**EXERCISE TASK**
Please copy out only the records from the line containing "occurrence of shoreline" up to and including the final line of the records, swapping "emit" for "return" and leaving everything else unchanged.

= = = = = = =

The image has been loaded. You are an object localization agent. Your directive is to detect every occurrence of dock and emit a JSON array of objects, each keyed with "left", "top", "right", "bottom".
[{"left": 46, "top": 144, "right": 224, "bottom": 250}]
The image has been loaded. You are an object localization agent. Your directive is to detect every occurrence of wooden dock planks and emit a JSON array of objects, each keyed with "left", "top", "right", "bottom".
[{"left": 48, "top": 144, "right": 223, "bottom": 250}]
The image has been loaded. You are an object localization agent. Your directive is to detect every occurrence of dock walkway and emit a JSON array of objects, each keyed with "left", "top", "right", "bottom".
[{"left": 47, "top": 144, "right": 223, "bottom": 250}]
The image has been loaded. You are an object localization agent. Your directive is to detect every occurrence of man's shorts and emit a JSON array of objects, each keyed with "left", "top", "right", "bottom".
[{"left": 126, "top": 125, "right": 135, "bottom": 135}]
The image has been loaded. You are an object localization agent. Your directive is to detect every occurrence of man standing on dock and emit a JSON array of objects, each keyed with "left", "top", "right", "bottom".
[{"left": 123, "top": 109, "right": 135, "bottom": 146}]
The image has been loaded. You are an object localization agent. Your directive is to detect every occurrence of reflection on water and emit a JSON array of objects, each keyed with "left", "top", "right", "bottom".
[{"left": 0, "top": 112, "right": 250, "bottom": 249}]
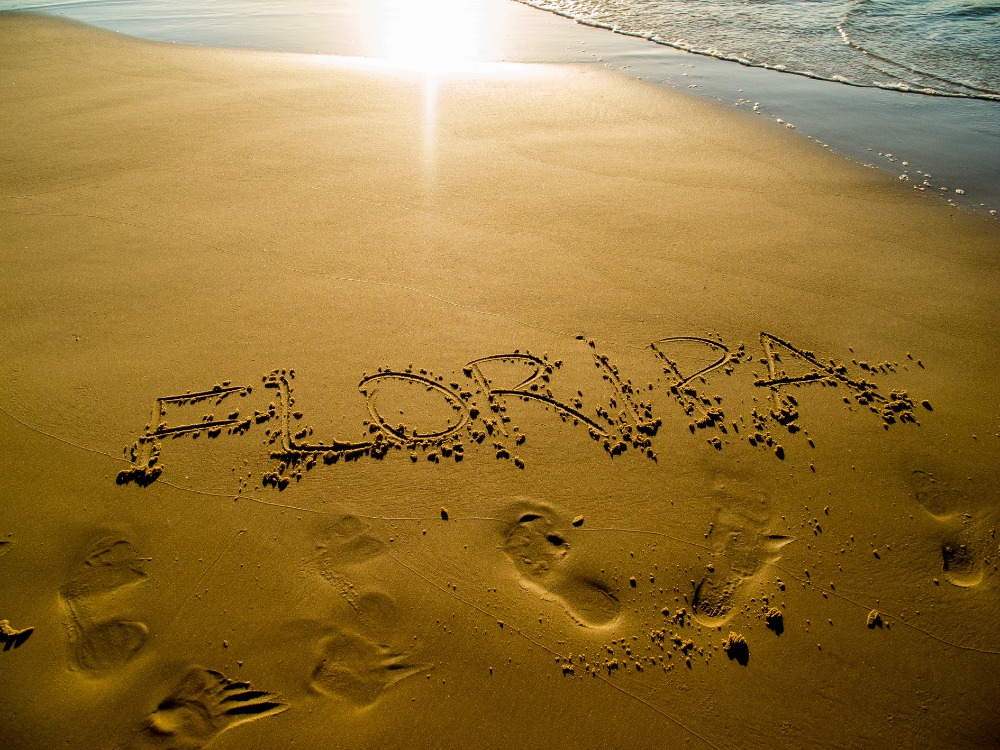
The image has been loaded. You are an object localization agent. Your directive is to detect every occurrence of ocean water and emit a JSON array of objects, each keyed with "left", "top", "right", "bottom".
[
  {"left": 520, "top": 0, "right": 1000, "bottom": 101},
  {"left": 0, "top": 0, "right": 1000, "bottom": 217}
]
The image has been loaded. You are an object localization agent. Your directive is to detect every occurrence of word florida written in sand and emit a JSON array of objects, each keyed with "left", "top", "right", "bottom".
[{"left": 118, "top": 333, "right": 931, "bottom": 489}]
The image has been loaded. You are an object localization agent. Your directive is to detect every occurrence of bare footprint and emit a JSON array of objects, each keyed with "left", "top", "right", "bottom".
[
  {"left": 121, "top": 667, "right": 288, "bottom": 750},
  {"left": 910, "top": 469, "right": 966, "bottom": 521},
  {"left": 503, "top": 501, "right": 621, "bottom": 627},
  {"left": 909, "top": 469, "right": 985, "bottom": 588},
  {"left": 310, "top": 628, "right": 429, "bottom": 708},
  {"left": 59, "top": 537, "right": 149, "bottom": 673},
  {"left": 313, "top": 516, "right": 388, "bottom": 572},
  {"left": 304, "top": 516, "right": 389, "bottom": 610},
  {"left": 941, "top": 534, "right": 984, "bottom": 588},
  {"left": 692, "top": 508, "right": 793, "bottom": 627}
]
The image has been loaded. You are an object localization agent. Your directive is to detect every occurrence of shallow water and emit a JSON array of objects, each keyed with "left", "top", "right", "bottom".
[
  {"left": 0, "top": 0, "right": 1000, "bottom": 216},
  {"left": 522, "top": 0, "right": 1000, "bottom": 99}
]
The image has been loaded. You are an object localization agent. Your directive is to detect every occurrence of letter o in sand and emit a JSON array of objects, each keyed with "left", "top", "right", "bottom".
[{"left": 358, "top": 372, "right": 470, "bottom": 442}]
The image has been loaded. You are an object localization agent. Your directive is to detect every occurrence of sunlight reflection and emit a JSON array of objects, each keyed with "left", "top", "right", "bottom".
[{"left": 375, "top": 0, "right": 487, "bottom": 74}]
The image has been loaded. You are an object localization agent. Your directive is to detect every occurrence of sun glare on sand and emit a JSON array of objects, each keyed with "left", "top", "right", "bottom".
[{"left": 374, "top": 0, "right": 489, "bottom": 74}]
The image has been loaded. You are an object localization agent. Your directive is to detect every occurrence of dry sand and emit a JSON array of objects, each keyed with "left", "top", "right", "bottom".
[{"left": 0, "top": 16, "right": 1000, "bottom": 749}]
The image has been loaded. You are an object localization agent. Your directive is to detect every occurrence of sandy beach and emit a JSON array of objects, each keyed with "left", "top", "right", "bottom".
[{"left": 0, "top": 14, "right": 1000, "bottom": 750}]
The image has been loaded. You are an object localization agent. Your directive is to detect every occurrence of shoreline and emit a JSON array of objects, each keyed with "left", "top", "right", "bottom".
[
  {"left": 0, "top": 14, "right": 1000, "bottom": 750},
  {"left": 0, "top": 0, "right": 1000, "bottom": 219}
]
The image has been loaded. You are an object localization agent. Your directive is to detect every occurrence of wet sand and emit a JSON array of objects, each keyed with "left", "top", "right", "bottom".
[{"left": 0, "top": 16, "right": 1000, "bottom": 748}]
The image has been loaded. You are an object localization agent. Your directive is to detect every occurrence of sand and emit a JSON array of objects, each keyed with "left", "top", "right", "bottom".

= = = = = = =

**RESULT FOR THIS TASK**
The image has been loaded. You are an object localization agent. Your directive is to detect every occurrence of shoreline and return a JSON array of objects, each keyed with "left", "top", "right", "bottom".
[
  {"left": 0, "top": 14, "right": 1000, "bottom": 750},
  {"left": 0, "top": 0, "right": 1000, "bottom": 219}
]
The image has been loaded. You are an object localization agent. Your directive is to detect every occurrence of wet sand and return a JSON array of objects, each keyed with "left", "top", "right", "bottom".
[{"left": 0, "top": 16, "right": 1000, "bottom": 748}]
The image has been loaded. You are an object localization agent. Your directive is to detect every occurrence of sand and return a JSON array of objects, each keyed with "left", "top", "right", "bottom".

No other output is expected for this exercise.